### WRITTEN PROBLEM
Write out all the data again, exactly as it stands.

### THE DATA
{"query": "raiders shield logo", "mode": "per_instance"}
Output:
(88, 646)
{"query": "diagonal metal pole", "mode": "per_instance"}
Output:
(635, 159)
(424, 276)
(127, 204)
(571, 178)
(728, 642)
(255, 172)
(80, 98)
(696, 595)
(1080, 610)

### CORRECT ANSWER
{"query": "raiders shield logo", "mode": "per_instance"}
Output:
(88, 646)
{"query": "diagonal metal pole", "mode": "per_instance"}
Output:
(635, 159)
(424, 276)
(127, 204)
(571, 178)
(728, 642)
(255, 172)
(80, 98)
(696, 595)
(1080, 610)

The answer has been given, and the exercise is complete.